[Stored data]
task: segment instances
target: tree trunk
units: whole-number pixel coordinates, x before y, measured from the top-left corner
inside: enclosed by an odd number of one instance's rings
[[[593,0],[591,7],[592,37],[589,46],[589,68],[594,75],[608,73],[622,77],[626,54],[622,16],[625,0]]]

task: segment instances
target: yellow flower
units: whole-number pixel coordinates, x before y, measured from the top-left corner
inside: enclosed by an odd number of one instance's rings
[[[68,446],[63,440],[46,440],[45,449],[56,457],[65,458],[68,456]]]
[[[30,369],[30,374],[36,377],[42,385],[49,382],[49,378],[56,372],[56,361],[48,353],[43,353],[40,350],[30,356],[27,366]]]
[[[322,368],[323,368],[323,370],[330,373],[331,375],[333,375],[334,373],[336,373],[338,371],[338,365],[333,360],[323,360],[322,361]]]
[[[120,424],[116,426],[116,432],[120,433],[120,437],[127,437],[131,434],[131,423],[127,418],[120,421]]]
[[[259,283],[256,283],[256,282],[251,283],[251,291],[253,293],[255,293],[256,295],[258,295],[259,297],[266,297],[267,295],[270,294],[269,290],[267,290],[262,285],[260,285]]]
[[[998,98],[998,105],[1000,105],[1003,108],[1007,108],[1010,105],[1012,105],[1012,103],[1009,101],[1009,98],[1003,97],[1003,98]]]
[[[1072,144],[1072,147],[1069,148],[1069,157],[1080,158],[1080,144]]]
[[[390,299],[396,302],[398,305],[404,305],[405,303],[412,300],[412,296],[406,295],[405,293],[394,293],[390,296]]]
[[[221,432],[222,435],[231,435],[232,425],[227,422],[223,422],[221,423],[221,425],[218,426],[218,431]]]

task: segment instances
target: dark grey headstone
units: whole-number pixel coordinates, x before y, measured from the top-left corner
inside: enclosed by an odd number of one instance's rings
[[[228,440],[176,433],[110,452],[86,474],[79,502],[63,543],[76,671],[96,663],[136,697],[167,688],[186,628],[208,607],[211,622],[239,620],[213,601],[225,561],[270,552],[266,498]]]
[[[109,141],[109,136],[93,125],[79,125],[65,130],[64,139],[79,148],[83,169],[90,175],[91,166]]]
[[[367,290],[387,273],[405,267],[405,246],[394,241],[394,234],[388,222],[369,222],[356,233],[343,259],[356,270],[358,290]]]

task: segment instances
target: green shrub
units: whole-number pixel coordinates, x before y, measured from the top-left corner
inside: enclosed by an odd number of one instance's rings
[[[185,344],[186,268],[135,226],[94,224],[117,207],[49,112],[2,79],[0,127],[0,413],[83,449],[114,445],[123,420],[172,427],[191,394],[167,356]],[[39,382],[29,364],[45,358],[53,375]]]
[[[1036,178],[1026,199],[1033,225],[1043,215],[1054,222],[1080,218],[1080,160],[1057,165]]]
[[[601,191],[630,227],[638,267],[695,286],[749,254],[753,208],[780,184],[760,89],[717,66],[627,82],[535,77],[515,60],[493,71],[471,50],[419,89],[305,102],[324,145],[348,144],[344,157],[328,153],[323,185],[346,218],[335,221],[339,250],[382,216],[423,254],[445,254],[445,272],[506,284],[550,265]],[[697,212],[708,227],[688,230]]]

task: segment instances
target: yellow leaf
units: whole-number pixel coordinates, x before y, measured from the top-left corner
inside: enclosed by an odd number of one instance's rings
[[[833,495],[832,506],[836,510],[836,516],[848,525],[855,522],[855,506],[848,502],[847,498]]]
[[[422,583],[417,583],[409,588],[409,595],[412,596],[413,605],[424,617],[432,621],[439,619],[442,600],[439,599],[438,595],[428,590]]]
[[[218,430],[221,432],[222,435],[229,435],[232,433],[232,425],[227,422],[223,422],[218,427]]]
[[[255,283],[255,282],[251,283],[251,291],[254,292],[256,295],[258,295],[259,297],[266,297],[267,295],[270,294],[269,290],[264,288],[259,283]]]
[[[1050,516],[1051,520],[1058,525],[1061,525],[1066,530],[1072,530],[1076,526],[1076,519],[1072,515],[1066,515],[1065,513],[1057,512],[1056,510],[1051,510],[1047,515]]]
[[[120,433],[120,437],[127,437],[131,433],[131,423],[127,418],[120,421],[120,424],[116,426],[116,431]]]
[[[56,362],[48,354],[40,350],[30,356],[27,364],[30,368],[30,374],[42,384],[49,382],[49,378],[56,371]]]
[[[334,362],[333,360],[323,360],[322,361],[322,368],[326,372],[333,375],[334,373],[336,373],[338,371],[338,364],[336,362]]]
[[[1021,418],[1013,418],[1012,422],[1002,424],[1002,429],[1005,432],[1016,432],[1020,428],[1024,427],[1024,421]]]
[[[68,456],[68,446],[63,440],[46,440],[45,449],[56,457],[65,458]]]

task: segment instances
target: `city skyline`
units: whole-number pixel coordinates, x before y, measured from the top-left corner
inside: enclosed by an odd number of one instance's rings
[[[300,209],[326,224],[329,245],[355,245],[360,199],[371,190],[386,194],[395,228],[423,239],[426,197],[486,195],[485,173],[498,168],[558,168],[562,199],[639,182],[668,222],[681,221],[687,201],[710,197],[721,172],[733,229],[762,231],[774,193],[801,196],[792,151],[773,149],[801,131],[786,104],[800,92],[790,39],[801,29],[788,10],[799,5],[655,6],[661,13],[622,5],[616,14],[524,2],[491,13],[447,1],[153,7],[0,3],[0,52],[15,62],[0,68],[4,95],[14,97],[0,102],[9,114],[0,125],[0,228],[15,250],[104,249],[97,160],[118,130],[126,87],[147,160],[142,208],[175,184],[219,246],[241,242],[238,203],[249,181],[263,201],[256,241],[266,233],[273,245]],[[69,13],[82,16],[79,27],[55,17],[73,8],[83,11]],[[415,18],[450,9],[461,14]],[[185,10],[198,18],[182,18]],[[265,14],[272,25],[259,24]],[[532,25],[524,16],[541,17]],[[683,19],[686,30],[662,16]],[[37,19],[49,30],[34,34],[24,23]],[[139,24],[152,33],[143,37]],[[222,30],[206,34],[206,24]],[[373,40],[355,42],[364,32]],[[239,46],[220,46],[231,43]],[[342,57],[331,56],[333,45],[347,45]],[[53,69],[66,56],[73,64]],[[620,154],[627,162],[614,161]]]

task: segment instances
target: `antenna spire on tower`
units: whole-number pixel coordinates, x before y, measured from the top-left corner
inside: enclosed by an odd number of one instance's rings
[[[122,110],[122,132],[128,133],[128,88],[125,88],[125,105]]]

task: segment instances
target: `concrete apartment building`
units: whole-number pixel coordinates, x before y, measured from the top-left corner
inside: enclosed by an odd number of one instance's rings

• REQUIREMENT: Each entry must be reproduced verbatim.

• ANSWER TO THE EXERCISE:
task: segment instances
target: tree trunk
units: whole-number pixel coordinates, x before y, measured from the top-left corner
inside: enclosed by an odd number of one instance's rings
[[[593,0],[591,7],[592,37],[589,46],[589,68],[594,75],[608,73],[622,77],[626,54],[622,16],[625,0]]]

task: segment instances
target: yellow flower
units: whole-number pixel coordinates, x before y, measured from the top-left corner
inside: enclosed by an odd number of one instance's rings
[[[68,446],[63,440],[46,440],[45,449],[56,457],[65,458],[68,456]]]
[[[30,369],[30,374],[36,377],[42,385],[49,382],[49,378],[56,372],[56,361],[48,353],[43,353],[40,350],[30,356],[27,366]]]
[[[322,368],[323,368],[323,370],[330,373],[331,375],[333,375],[334,373],[336,373],[338,371],[338,365],[333,360],[323,360],[322,361]]]
[[[120,424],[116,426],[116,432],[120,433],[120,437],[127,437],[131,434],[131,423],[127,418],[120,421]]]
[[[259,283],[256,283],[256,282],[251,283],[251,291],[253,293],[255,293],[256,295],[258,295],[259,297],[266,297],[267,295],[270,294],[269,290],[267,290],[262,285],[260,285]]]
[[[998,98],[998,105],[1000,105],[1003,108],[1007,108],[1010,105],[1012,105],[1012,103],[1009,101],[1009,98],[1003,97],[1003,98]]]
[[[1072,144],[1072,147],[1069,148],[1069,157],[1080,158],[1080,144]]]
[[[390,299],[396,302],[398,305],[404,305],[405,303],[412,300],[412,296],[406,295],[405,293],[394,293],[390,296]]]
[[[221,432],[222,435],[231,435],[232,425],[227,422],[223,422],[221,423],[221,425],[218,426],[218,431]]]

task: segment instances
target: dark grey headstone
units: whole-number pixel coordinates, x before y, measured from the top-left corner
inside: enclosed by an odd number of one instance's rings
[[[228,440],[176,433],[110,452],[86,474],[79,502],[63,543],[76,671],[96,663],[136,697],[167,688],[186,628],[208,607],[211,622],[239,620],[213,601],[225,561],[270,552],[266,498]]]
[[[109,141],[109,136],[93,125],[79,125],[65,130],[64,139],[79,148],[83,169],[90,175],[91,166]]]
[[[367,290],[387,273],[405,267],[405,246],[394,241],[394,234],[388,222],[369,222],[356,233],[343,259],[356,270],[358,290]]]

task: segment instances
target: green shrub
units: whole-number pixel coordinates, x before y, measured from the top-left corner
inside: enclosed by an odd number of one instance's rings
[[[185,344],[186,268],[135,226],[94,224],[117,207],[49,112],[2,79],[0,127],[0,413],[83,449],[114,445],[123,420],[172,427],[191,394],[167,356]],[[39,382],[29,364],[45,358],[53,375]]]
[[[1036,178],[1026,199],[1033,225],[1043,215],[1054,222],[1080,218],[1080,160],[1057,165]]]
[[[601,191],[630,227],[638,267],[695,286],[749,254],[753,208],[780,184],[760,89],[717,66],[627,82],[535,77],[515,60],[493,71],[471,50],[419,89],[305,102],[324,145],[348,144],[344,157],[328,153],[323,185],[346,218],[335,221],[339,250],[382,216],[423,254],[445,254],[445,272],[506,284],[550,265]],[[697,212],[708,227],[688,230]]]

task: segment instances
target: yellow leaf
units: whole-number pixel coordinates, x before y, measured from the top-left corner
inside: enclosed by an odd number of one instance's rings
[[[833,495],[832,506],[836,510],[836,516],[848,525],[855,522],[855,506],[848,502],[847,498]]]
[[[422,583],[417,583],[409,588],[409,595],[412,596],[413,605],[424,617],[432,621],[439,619],[442,600],[439,599],[438,595],[428,590]]]
[[[218,430],[221,432],[222,435],[229,435],[232,433],[232,425],[227,422],[223,422],[218,427]]]
[[[255,283],[255,282],[251,283],[251,291],[254,292],[256,295],[258,295],[259,297],[266,297],[267,295],[270,294],[269,290],[264,288],[259,283]]]
[[[1050,516],[1051,520],[1058,525],[1061,525],[1066,530],[1072,530],[1076,526],[1076,519],[1072,515],[1066,515],[1065,513],[1057,512],[1056,510],[1051,510],[1047,515]]]
[[[120,433],[120,437],[127,437],[131,433],[131,423],[127,418],[120,421],[120,424],[116,426],[116,431]]]
[[[56,362],[48,354],[40,350],[30,356],[27,364],[30,368],[30,374],[42,384],[49,382],[49,378],[56,371]]]
[[[334,362],[333,360],[323,360],[322,361],[322,368],[326,372],[333,375],[334,373],[336,373],[338,371],[338,364],[336,362]]]
[[[1021,418],[1013,418],[1012,422],[1002,424],[1002,429],[1005,432],[1016,432],[1020,428],[1024,427],[1024,421]]]
[[[68,456],[68,446],[63,440],[46,440],[45,449],[56,457],[65,458]]]

task: segment instances
target: `city skyline`
units: whole-number pixel coordinates, x before y, measured from the top-left corner
inside: enclosed by an odd number of one instance's rings
[[[300,209],[326,224],[329,245],[355,245],[360,199],[371,190],[386,194],[395,228],[423,239],[426,197],[486,195],[485,173],[498,168],[558,168],[562,199],[639,182],[668,222],[681,221],[687,201],[710,197],[721,172],[733,229],[762,231],[774,193],[801,196],[792,151],[773,149],[801,131],[786,104],[800,92],[790,39],[801,29],[788,10],[799,5],[655,6],[661,13],[622,5],[616,14],[524,2],[491,13],[447,1],[153,7],[0,3],[0,52],[15,62],[0,68],[4,95],[14,97],[0,102],[9,114],[0,125],[0,228],[15,250],[104,249],[97,160],[118,130],[126,87],[147,160],[142,208],[175,184],[219,246],[241,242],[238,203],[249,181],[263,201],[256,241],[266,233],[273,245]],[[69,13],[82,16],[79,27],[55,17],[73,8],[83,11]],[[415,18],[450,9],[461,14]],[[185,10],[198,18],[182,18]],[[265,14],[272,25],[259,24]],[[532,25],[524,16],[541,17]],[[683,19],[686,30],[662,16]],[[37,19],[49,30],[34,34],[24,23]],[[139,24],[152,33],[143,37]],[[222,30],[206,34],[206,24]],[[373,40],[355,42],[364,32]],[[239,46],[220,46],[231,43]],[[342,57],[331,56],[333,45],[347,45]],[[53,69],[66,56],[73,64]],[[620,154],[627,162],[614,161]]]

task: segment instances
target: `antenna spire on tower`
units: whole-number pixel coordinates, x before y, measured from the top-left corner
inside: enclosed by an odd number of one instance's rings
[[[122,110],[122,132],[128,133],[128,88],[125,88],[125,105]]]

task: segment instances
target: `concrete apartment building`
units: whole-number pixel coordinates, x before y, measured from the top-left corner
inside: enclosed by an odd number of one instance's rings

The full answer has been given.